[Location annotation dataset excerpts]
__________

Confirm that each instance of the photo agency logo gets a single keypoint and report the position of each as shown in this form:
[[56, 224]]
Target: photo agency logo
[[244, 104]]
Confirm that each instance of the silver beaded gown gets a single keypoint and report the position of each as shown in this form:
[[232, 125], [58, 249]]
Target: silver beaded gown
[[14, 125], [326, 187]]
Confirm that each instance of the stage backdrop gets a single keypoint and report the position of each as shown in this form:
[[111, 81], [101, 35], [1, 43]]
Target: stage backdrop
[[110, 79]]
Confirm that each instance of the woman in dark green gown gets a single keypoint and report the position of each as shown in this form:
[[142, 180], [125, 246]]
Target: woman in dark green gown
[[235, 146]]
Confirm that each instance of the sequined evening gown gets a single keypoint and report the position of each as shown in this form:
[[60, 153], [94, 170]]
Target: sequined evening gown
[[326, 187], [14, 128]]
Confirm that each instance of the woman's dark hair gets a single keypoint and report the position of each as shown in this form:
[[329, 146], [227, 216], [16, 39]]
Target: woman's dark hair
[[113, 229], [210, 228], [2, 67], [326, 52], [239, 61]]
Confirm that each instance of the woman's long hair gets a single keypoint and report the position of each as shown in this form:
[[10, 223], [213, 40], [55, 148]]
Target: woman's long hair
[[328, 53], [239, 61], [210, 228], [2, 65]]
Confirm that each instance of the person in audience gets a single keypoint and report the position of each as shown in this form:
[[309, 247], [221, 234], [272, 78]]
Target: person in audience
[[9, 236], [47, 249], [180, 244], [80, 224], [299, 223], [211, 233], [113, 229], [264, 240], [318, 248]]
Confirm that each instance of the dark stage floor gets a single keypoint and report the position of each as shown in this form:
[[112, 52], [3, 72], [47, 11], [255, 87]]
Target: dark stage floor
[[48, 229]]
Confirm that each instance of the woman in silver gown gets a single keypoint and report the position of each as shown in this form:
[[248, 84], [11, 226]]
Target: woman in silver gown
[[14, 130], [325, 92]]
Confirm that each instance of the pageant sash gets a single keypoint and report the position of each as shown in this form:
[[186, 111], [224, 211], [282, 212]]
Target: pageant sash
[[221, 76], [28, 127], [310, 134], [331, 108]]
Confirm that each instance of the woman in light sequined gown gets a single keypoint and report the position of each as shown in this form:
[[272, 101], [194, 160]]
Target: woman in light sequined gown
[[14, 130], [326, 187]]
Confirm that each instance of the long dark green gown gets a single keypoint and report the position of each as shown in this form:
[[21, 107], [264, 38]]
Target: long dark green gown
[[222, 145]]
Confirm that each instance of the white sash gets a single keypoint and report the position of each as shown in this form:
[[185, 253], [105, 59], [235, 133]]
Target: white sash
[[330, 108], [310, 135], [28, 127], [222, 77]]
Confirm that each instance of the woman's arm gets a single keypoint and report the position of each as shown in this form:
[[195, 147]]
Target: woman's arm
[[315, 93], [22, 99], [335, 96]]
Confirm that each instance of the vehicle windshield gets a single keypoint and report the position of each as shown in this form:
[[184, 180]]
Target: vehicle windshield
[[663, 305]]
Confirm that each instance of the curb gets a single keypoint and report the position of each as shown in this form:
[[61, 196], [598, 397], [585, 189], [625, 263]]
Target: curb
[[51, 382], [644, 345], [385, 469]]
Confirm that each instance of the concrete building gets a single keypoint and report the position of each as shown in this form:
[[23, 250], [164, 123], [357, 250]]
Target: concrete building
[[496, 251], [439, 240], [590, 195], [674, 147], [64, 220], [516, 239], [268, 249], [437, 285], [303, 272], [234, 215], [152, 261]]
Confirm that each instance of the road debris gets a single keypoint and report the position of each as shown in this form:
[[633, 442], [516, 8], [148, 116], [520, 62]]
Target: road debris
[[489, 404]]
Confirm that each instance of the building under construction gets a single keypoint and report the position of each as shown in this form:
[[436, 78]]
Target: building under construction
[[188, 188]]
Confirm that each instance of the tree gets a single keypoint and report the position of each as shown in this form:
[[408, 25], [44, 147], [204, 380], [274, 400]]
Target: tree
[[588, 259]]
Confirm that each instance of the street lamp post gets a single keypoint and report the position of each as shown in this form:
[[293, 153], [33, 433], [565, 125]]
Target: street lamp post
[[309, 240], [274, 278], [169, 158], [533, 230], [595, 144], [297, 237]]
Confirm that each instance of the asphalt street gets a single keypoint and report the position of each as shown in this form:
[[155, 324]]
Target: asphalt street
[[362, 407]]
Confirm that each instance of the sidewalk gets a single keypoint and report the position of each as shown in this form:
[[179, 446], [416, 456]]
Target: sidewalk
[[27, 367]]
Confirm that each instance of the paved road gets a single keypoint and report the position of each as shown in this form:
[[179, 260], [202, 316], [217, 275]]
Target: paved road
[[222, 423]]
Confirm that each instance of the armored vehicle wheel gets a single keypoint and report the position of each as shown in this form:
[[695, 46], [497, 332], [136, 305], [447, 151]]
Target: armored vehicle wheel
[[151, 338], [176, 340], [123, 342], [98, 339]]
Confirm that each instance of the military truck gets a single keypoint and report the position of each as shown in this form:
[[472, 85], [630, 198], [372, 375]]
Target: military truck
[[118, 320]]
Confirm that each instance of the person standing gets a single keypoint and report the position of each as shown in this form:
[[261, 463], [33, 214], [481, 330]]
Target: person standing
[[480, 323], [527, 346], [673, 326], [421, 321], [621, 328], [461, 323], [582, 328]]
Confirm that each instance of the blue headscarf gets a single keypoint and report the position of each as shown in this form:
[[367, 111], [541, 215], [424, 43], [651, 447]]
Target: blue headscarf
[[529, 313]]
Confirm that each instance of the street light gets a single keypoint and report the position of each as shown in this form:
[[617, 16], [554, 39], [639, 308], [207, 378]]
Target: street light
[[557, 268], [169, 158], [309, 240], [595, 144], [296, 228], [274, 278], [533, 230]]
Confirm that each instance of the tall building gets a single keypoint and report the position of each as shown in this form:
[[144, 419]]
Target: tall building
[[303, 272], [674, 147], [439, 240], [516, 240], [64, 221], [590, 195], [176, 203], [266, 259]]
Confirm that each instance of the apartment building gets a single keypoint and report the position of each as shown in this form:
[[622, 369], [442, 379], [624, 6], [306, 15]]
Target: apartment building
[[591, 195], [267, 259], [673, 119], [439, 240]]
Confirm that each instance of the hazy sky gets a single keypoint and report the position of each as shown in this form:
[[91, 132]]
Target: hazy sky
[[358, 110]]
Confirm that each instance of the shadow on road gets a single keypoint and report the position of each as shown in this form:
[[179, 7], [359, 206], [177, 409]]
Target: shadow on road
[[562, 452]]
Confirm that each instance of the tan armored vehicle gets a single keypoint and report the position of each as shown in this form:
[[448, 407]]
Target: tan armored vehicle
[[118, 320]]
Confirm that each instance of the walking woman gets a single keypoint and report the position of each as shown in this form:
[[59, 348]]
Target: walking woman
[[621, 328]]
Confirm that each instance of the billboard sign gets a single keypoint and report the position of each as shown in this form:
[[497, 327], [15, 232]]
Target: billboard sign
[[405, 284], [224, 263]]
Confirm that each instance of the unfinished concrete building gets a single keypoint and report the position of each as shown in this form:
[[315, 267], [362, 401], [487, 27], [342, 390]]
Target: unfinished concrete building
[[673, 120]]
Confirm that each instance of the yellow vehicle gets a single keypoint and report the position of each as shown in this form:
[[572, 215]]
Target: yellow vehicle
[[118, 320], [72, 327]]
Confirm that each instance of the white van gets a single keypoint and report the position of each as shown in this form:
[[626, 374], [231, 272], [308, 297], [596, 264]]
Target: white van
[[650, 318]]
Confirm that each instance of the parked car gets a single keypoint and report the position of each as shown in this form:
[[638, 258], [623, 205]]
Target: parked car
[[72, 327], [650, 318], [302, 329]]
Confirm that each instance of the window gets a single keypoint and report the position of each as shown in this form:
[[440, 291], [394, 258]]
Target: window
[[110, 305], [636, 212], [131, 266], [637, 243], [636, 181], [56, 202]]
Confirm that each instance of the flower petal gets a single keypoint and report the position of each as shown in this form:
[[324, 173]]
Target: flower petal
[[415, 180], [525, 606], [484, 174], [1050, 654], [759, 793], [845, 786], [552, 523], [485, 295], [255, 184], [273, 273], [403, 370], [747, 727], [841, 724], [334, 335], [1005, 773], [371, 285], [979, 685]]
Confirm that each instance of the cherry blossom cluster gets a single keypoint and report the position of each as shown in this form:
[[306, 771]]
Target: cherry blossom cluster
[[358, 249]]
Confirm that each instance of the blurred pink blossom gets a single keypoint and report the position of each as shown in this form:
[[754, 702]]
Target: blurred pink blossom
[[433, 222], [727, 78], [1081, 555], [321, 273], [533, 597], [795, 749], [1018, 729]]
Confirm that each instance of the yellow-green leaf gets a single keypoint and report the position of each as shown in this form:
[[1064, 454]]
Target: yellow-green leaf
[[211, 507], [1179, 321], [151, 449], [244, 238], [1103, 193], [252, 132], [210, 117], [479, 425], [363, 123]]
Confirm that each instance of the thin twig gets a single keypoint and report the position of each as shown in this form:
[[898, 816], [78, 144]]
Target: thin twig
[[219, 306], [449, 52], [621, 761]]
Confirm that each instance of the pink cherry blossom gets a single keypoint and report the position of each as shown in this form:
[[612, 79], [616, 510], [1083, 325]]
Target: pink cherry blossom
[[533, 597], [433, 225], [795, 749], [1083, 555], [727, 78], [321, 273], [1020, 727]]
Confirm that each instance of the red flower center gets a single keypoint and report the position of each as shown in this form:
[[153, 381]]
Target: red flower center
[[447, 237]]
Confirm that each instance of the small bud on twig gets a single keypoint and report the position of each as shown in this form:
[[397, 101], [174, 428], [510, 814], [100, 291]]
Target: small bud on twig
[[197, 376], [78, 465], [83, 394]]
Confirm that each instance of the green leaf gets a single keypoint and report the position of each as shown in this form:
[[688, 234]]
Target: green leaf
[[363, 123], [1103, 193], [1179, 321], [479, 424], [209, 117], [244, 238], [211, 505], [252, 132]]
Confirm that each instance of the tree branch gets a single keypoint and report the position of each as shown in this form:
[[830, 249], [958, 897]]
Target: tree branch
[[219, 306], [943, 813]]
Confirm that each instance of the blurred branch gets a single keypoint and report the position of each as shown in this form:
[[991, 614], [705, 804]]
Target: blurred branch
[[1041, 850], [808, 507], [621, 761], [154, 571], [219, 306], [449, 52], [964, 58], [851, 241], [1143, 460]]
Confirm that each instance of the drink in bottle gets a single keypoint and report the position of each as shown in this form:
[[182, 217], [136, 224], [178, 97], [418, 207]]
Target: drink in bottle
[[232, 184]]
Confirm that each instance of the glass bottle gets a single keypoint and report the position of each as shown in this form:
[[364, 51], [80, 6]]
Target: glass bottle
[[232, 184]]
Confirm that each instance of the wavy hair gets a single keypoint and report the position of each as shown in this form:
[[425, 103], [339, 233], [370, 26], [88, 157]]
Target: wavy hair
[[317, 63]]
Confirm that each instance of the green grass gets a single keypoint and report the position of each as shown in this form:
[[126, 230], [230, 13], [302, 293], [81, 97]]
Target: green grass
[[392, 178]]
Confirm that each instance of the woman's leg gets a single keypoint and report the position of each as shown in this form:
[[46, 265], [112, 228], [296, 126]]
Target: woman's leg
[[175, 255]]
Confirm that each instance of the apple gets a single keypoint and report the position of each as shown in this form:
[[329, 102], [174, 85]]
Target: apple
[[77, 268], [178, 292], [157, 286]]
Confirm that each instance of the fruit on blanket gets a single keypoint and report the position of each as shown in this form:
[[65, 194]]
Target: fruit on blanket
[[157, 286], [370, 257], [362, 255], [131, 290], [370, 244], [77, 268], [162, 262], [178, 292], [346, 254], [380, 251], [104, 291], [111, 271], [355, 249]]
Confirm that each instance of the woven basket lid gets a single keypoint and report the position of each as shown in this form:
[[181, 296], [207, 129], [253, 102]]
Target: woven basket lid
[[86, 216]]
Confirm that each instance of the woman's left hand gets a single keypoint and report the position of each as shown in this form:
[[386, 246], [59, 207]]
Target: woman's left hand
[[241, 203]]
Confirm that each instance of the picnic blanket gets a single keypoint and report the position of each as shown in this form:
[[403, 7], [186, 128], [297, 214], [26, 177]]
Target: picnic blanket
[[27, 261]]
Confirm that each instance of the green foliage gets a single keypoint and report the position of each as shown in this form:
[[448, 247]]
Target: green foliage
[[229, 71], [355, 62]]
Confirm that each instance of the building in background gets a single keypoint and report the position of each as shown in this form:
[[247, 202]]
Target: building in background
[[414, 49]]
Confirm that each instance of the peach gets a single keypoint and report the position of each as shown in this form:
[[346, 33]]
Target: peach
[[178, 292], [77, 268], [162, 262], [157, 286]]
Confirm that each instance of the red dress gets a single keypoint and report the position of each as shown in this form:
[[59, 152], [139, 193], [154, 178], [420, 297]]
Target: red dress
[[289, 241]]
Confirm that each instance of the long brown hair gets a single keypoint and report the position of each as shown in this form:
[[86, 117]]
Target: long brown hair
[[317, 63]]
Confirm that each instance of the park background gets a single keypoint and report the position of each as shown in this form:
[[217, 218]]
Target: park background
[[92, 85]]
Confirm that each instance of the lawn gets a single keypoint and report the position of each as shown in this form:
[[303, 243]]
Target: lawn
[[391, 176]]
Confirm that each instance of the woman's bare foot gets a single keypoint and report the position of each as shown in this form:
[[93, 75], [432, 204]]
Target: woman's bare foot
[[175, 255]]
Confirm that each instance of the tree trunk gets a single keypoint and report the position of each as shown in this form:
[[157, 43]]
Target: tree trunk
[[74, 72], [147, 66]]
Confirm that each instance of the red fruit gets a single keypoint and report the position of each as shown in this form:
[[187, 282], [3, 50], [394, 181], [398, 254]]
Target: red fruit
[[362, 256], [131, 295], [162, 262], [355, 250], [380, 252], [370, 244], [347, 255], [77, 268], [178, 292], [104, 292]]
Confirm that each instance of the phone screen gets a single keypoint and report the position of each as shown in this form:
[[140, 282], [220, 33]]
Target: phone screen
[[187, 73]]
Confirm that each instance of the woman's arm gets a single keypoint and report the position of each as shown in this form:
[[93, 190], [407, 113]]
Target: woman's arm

__________

§ **To be done**: Print the lines above word for word, beginning at the line that contains "Confirm that each instance of the small" and ending after the line that contains "[[197, 376], [78, 465], [83, 394]]".

§ **Output of the exercise**:
Confirm that each instance of the small bud on twig gets a single keypoint and report the position of each as shown in this form:
[[397, 101], [174, 428], [510, 814], [100, 291]]
Target: small bud on twig
[[197, 376], [78, 465], [83, 394]]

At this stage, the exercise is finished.